WRITTEN INSTRUCTION:
Copy each of the records below word for word, line by line, without changing anything.
## Start
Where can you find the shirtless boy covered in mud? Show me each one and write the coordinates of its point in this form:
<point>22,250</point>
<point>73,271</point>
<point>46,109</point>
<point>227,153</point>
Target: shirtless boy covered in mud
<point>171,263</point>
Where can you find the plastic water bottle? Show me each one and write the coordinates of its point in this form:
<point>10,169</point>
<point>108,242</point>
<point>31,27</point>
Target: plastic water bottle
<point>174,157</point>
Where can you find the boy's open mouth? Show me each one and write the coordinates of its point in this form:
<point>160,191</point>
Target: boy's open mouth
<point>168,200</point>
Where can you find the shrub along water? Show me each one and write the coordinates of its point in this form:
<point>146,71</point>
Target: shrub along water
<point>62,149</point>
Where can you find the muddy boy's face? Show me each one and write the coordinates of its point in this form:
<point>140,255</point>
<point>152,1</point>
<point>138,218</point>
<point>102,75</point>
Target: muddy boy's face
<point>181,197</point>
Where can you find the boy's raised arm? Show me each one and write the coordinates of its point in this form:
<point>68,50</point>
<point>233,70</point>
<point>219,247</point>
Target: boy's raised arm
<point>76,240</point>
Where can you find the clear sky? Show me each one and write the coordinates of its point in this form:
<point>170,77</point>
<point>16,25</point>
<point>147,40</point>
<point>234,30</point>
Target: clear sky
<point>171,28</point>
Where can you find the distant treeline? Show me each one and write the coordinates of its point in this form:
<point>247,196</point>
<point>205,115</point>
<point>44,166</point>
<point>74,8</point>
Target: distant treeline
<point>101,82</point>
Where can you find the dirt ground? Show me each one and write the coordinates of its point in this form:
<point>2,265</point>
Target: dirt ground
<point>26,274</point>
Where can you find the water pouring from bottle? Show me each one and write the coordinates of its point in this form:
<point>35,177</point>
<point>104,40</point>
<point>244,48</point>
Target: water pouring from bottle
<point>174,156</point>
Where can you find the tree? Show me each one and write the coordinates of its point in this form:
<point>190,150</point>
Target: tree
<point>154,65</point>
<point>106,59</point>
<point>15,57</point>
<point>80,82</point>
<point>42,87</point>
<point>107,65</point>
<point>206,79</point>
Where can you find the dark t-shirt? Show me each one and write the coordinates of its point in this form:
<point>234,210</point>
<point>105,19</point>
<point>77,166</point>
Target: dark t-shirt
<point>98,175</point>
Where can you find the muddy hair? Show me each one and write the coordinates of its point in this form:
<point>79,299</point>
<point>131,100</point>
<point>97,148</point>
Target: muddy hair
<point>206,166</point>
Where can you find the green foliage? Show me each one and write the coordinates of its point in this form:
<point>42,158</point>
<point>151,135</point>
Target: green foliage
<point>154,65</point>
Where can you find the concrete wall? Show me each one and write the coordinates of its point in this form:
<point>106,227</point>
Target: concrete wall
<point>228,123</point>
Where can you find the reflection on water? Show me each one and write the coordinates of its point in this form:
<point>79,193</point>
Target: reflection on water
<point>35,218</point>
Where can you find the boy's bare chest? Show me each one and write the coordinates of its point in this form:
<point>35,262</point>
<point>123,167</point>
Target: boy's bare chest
## End
SOLUTION TO THE PROBLEM:
Where can you find the shirtless boy covered in mud? Show me each one and write the coordinates of its point in this form:
<point>22,250</point>
<point>73,271</point>
<point>46,109</point>
<point>227,153</point>
Target: shirtless boy covered in mud
<point>171,263</point>
Where can you find the plastic water bottle? Show me each one and write the coordinates of its point in this form:
<point>10,169</point>
<point>108,242</point>
<point>31,27</point>
Target: plastic water bottle
<point>174,157</point>
Where can you find the boy's open mouth? Show me each one and write the coordinates of its point in this form:
<point>160,191</point>
Target: boy's open mouth
<point>168,200</point>
Where can you find the shrub along water? Show me each one and write the coordinates of its point in this form:
<point>146,71</point>
Target: shrub along water
<point>62,149</point>
Where can you find the muddy boy's face? Show me each one and write the coordinates of its point in this form:
<point>140,255</point>
<point>152,1</point>
<point>138,218</point>
<point>102,75</point>
Target: muddy boy's face
<point>181,197</point>
Where can you find the boy's raised arm? Show me each one and write the coordinates of its point in this form:
<point>68,50</point>
<point>233,70</point>
<point>219,247</point>
Target: boy's raised arm
<point>76,240</point>
Where can you find the clear sky? Show me each one and write the coordinates of its point in this form:
<point>170,77</point>
<point>16,25</point>
<point>147,40</point>
<point>234,30</point>
Target: clear sky
<point>171,28</point>
Where can you find the distant treeline? Show me each one and write the coordinates of its point in this form:
<point>247,196</point>
<point>205,115</point>
<point>44,166</point>
<point>74,8</point>
Target: distant treeline
<point>101,82</point>
Where can you find the dirt ground? Show me each one and write the coordinates of its point in this form:
<point>2,265</point>
Target: dirt ground
<point>26,274</point>
Where can you find the water pouring from bottle? Show me each one and write the coordinates of its point in this form:
<point>35,177</point>
<point>104,40</point>
<point>244,48</point>
Target: water pouring from bottle
<point>174,156</point>
Where can you find the tree? Show me each one and write the coordinates of its point in this form:
<point>190,150</point>
Target: tree
<point>154,65</point>
<point>106,59</point>
<point>15,57</point>
<point>80,82</point>
<point>42,87</point>
<point>107,65</point>
<point>206,79</point>
Where can you find the dark t-shirt? Show me each one and write the coordinates of its point in this form:
<point>234,210</point>
<point>105,19</point>
<point>77,166</point>
Target: dark t-shirt
<point>98,175</point>
Where can you find the muddy hair? Show me each one and write the coordinates of its point in this form:
<point>79,299</point>
<point>131,100</point>
<point>97,148</point>
Target: muddy hair
<point>206,166</point>
Where can you find the green foliage? Show me each one and write the coordinates of its point in this form:
<point>42,158</point>
<point>151,135</point>
Target: green foliage
<point>154,65</point>
Where can you find the concrete wall? Show me each one and write the coordinates of its point in this form:
<point>106,227</point>
Target: concrete wall
<point>228,123</point>
Where can you find the reflection on water? Show me each one and write the coordinates of its point in this form:
<point>79,193</point>
Target: reflection on water
<point>35,218</point>
Where can you find the boy's bare chest? Show me each one and write the coordinates of its point in this form:
<point>35,262</point>
<point>123,167</point>
Target: boy's bare chest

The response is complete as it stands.